Advanced Materials for Future Generations of Automotive Batteries: Potential and Limits

Tuesday, 21 June 2016: 10:30
Grand Ballroom (Hyatt Regency)
P. Lamp (BMW Group)
New mobility concepts are required to balance the individual need for mobility and the sustainable utilization of natural resources as well as the protection of the environment. Technology improvements are necessary that allow the transition towards mobility concepts based on renewable energies. Today the electrification of drive trains, ranging from hybrid vehicles to plug-in hybrids, and finally to pure electric vehicles, is the commonly accepted next step in this direction. BMW is strongly committed to this path.

The electric energy storage is the key technology for electrification. Energy and/or power density of the storage system define the fuel reduction potential as well as the customer acceptance. To make it a success story, care has to be taken to fulfill the present and future customer expectations, in particular with regard to safety and reliability, performance and costs. One of the major factors for a high market penetration of electric vehicles is the ratio between driving range and costs. More than 90% of the world wide vehicle market falls in the price range below 50.000$; on the other hand, a driving range above 400 km is needed. That requires energy density targets above 250 Wh/kg or 400 Wh/l for a battery pack, with costs as low as 150 $/kWh.

Different strategies are nowadays considered which enable a considerable increase in the electric range. These include the optimization of cell and electrode design. But the largest impact on the energy density is the introduction of novel cathode and anode materials for Li-ion cells. There are a number of materials in development which may give an improvement in energy density. But only a few seem to have the potential to meet automotive requirements in particular regarding lifetime and safety. For most of the material developments considerable improvements are needed before a possible industrialization of the new generations of batteries for automotive application can be envisaged.

This presentation will outline the potential and limits of present material concepts from a car manufacturer point of view. In particular it will address open issues to be solved in the future development of electric energy storage technologies for automotive applications.

# Recorded data
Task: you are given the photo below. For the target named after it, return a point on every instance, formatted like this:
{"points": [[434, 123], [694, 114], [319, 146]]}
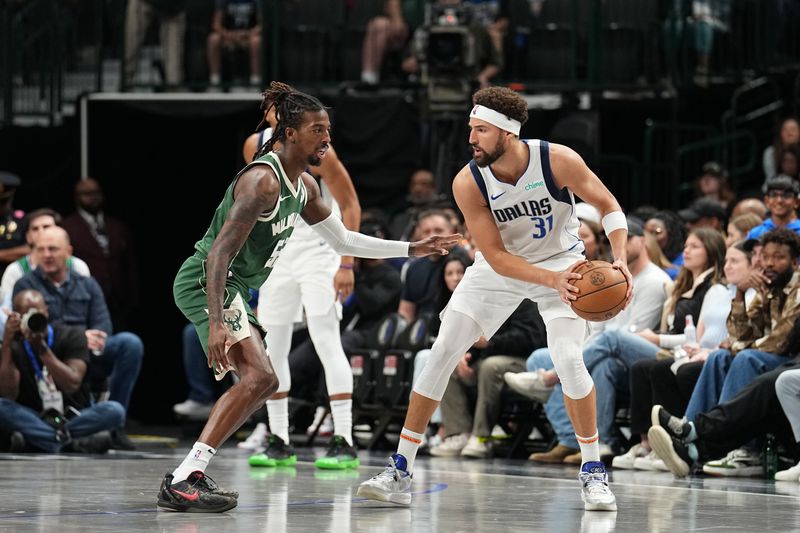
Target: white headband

# What to produce
Return the passage of the automotive battery materials abstract from "This presentation will" to "for automotive applications.", copied word for word.

# Solved exercise
This presentation will outline the potential and limits of present material concepts from a car manufacturer point of view. In particular it will address open issues to be solved in the future development of electric energy storage technologies for automotive applications.